== PASSAGE TO READ ==
Analysts welcome the move as a bid to stem losses in Acer's U.S. operations, which have totaled $200 million since 1996. The pullback won't have any effect on Acer's key contract-manufacturing business, which accounted for about half of the company's global PC shipments of eight million last year. But the decision to abandon sales to U.S. retail outlets is a setback for a company that prides itself on building up Taiwan's best-known global brand.

Profit is key concern
"We want to continue to promote our brand business, but raising profits is also a No. 1 concern," said spokesman Henry Wang. Losses of about $50 million last year at the company's Acer America Corp. unit contributed to a 33% decline in Acer's net profit to $75.5 million.

Acer's pullback illustrates how the U.S. PC industry has become dominated by a handful of companies, as computers become a commodity, with fading differences among brands. The market share of the five biggest U.S. PC companies totaled 55% as of the end of September, and is likely to continue to rise, analysts said.

"Larger and larger companies will be dominating the U.S. personal-computer business, and the world-wide PC market is going to have fewer and fewer players," said Henry King, research manager at International Data Corp., the U.S.-based industry research company.

U.S. rivals shift target
Cutthroat competition fueled by the popularity of computers that cost less than $1,000 has radically changed the U.S. retail terrain from just a few years ago. Larger U.S. companies that once yielded the low-cost niche to smaller Asian competitors are now targeting those sales themselves with costly marketing outlays and savvy advertising that makes it difficult for companies such as Acer to compete.

"More and more companies have been targeting the low end of the market and Acer just couldn't handle the competition" from big U.S. companies on their home turf, said Joseph Liu, an analyst at Asia Research & Consulting Ltd., an affiliate of Hong Kong-based Bank of East Asia.

== EXERCISE DESCRIPTION ==
Pick up the article on Acer's retreat from U.S. retail PC sales and continue it from its final sentence.

== RECORD EXCERPTS ==
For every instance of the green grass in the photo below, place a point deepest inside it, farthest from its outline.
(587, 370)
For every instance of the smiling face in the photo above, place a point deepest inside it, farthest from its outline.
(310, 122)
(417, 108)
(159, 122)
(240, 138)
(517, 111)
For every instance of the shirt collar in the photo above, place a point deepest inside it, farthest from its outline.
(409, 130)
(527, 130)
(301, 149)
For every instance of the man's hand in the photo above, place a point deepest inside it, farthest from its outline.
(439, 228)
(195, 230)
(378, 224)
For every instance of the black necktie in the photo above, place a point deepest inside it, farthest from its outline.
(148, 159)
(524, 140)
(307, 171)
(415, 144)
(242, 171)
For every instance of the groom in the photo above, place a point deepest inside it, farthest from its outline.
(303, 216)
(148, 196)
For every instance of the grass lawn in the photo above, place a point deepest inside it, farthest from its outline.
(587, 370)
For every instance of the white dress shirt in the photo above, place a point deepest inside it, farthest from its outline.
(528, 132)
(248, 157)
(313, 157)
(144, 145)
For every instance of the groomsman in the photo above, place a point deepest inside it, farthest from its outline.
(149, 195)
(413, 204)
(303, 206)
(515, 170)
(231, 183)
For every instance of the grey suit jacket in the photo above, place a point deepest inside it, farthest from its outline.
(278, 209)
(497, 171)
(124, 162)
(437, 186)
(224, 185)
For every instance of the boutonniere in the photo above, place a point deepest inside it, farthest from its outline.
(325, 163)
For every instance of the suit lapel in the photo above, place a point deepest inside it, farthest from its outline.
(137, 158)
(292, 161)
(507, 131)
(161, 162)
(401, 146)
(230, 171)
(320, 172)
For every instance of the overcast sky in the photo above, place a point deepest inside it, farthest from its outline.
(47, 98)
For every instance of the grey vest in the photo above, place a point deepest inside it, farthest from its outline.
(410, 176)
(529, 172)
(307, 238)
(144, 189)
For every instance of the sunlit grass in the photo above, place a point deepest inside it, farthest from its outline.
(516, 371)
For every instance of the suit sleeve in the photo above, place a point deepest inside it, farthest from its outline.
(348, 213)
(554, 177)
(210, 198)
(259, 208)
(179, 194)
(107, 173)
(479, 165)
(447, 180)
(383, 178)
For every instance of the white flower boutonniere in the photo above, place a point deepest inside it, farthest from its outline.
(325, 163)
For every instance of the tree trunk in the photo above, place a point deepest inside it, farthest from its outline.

== REPLY TO THE TASK ==
Acer points out, however, that it isn't alone in having trouble turning a profit from U.S. retail sales. "Hardly anyone is making money in the U.S. retail channel right now," Wang said. "We're doing the sensible thing by withdrawing from it, and trying to focus on where we've had success and can make money."

Software goes it alone
Separately, an Acer executive said the company plans to spin off part of its software operations as a separate company before the end of April.

The move is the latest step by Acer to build up a software business that rivals its success in PC equipment. Chairman Stan Shih wants 30% of net profit to come from software sales by 2010, but only a tiny fraction of Acer's profit last year came from distributing and producing software.

Acer is in talks with several financial institutions as well as local PC hardware companies about investing in the new company, said Justin Lin, vice president of Acer's software business unit. The new firm, tentatively named Acer Softech Inc., would have initial capital of up to $6 million and 20 to 30 employees, he said.

Spinning off an independent software company would make it easier for Acer to win outside business, attract new executives, and cultivate an environment that differs from the one that has brought success in the hardware business, Lin said.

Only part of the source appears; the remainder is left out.